• **To be done**: Format the rows below as a Markdown table with the columns Number and Text, giving each row its number and its line. Skip blank lines and leave the pictures out.

• **Records for the task**:

┌──

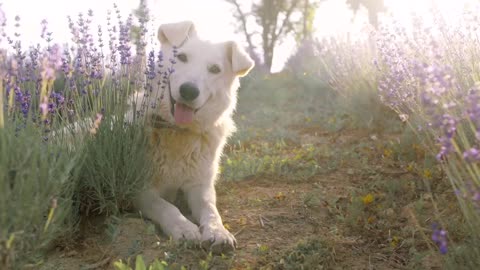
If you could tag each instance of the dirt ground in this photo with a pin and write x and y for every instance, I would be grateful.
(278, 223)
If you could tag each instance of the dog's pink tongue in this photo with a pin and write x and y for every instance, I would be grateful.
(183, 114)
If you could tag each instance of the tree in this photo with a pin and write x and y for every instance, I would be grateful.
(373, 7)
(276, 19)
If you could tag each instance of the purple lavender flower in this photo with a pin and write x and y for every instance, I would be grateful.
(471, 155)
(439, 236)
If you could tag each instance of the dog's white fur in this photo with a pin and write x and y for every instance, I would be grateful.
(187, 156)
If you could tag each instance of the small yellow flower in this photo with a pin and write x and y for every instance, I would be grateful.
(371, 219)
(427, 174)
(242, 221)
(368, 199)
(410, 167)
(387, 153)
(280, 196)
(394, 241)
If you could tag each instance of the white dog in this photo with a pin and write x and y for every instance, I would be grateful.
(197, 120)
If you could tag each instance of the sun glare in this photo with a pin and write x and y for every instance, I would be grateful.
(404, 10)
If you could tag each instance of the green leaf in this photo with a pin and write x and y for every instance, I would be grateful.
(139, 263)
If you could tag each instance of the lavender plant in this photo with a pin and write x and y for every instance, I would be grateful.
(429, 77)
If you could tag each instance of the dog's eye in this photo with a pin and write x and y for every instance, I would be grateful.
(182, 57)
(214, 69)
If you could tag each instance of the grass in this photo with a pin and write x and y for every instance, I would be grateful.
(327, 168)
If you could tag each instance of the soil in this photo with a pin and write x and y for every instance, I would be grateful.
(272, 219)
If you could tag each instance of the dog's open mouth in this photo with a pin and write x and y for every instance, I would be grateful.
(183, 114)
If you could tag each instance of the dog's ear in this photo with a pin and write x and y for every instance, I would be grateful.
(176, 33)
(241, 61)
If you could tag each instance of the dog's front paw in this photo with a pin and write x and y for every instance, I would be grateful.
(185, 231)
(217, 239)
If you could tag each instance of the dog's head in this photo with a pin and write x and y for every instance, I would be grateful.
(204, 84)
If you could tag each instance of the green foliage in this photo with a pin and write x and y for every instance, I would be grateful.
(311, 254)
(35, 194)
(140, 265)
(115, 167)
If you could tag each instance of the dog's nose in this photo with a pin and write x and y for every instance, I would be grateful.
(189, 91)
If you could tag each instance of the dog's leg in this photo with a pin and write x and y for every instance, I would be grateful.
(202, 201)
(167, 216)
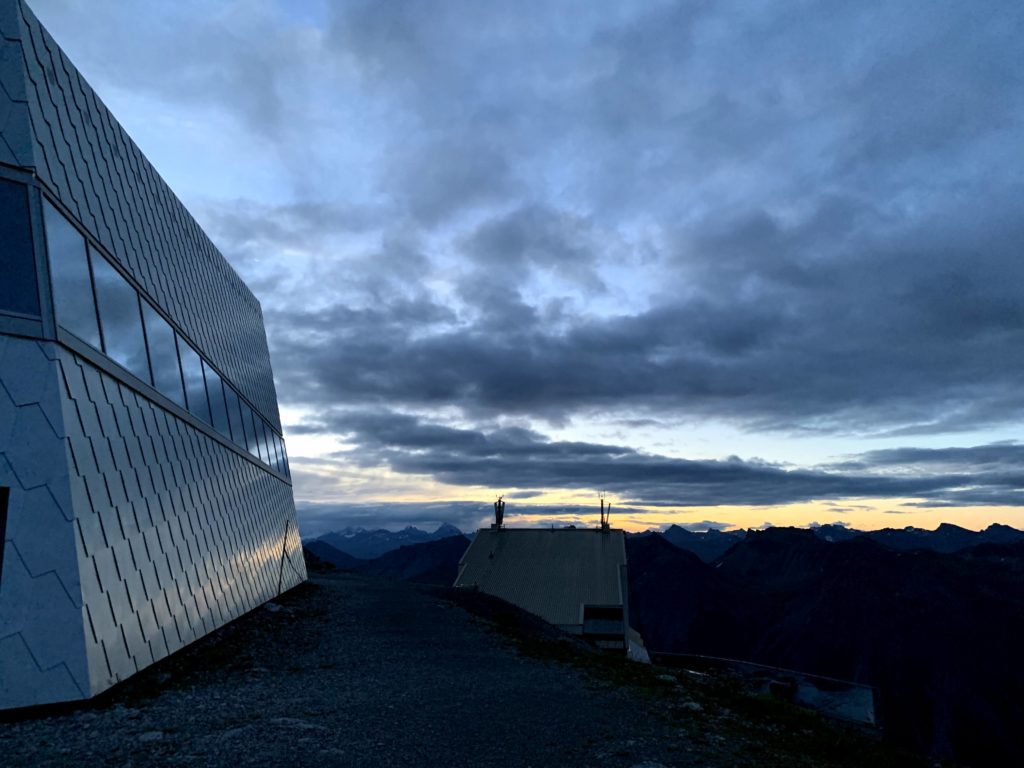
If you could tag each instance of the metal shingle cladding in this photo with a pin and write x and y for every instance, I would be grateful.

└──

• **Exercise result**:
| Number | Text |
|---|---|
| 1 | If you could tag each instance of the dirt ground in this photo with a pin and write x and y for every instance, I would be grateful. |
| 2 | (278, 223) |
| 3 | If you could tag each instance of the dog's pink tongue in this photo with a pin and write x and y for every instance, I would be grateful. |
| 4 | (183, 114) |
| 5 | If you could tag each instance of the tree in this photo with a pin and write x and y for every instance, I would be grateful. |
| 6 | (373, 7) |
| 7 | (276, 19) |
| 8 | If you could tag each instance of the purple lavender flower in this photo with a pin and write x and y for every instance, I would be grateful. |
| 9 | (471, 155) |
| 10 | (439, 236) |
| 11 | If you could tag each instance of the dog's white fur in this photo with a pin and write x and y for every instance, I would be grateful. |
| 12 | (187, 156) |
| 13 | If you could tag each instance of the small yellow flower in this photo with a pin and write x and y for every instance, I would be grateful. |
| 14 | (371, 219) |
| 15 | (427, 174) |
| 16 | (242, 221) |
| 17 | (368, 199) |
| 18 | (410, 167) |
| 19 | (387, 153) |
| 20 | (280, 196) |
| 21 | (394, 241) |
| 22 | If you could tag each instance of the white dog in this photo with a pin and write x and y for every instance, I would be grateful. |
| 23 | (197, 120) |
| 24 | If you could tag each instance of the sun glare in this photo with a pin and write x and y for every instance, I would be grateful. |
| 25 | (404, 10) |
| 26 | If you could tag each instance of the green leaf in this photo with a pin and write x and y for every instance, I would be grateful. |
| 27 | (139, 263) |
| 28 | If you could tag each instance of the lavender plant in this photo with a pin and write x and y for every instance, I would be grateful. |
| 29 | (429, 77) |
| 30 | If you could tag each instance of the dog's eye in this photo with a pin and write x and y for every instance, I would be grateful. |
| 31 | (182, 57) |
| 32 | (214, 69) |
| 33 | If you could tag each instance of the grass in this photo with a pin and write x and y for every instance, I would be grateful. |
| 34 | (327, 168) |
| 35 | If you could tag each instance of the soil in this photo with a pin and write x and y for every instance, I would be grateful. |
| 36 | (272, 219) |
| 37 | If you could tag each instance of the dog's open mouth in this photo with a pin and write x and y for every instance, I would be grateful. |
| 38 | (183, 114) |
| 39 | If you could tag each instance of the dog's ear in this photo with a pin and write x and y for every instance, I would be grateful. |
| 40 | (176, 33) |
| 41 | (241, 61) |
| 42 | If you could tag each instance of the dog's front paw in this photo with a pin and write x and y for every instance, I would be grateful. |
| 43 | (185, 231) |
| 44 | (217, 239) |
| 45 | If you could tag each instance of the dog's head in this photo with a pin and write x and y for every instance, I would be grateful. |
| 46 | (204, 84) |
| 47 | If you could tag each instance of the green foliage in this photo with a pin and write x and y for every instance, I would be grateful. |
| 48 | (311, 254) |
| 49 | (35, 194) |
| 50 | (140, 265) |
| 51 | (115, 167) |
| 52 | If you could tag each instance of the dog's nose in this photo with a pin and write x and y for every instance, I would be grateful. |
| 53 | (189, 91) |
| 54 | If you could tag each instance of the dog's leg in this photo with a pin and write x and y for every instance, I would be grateful. |
| 55 | (202, 201) |
| 56 | (167, 216) |
| 57 | If you could tag each instance of the metal shingle cladding in this photo with a pin and write x and y for every instance, I would be grateful. |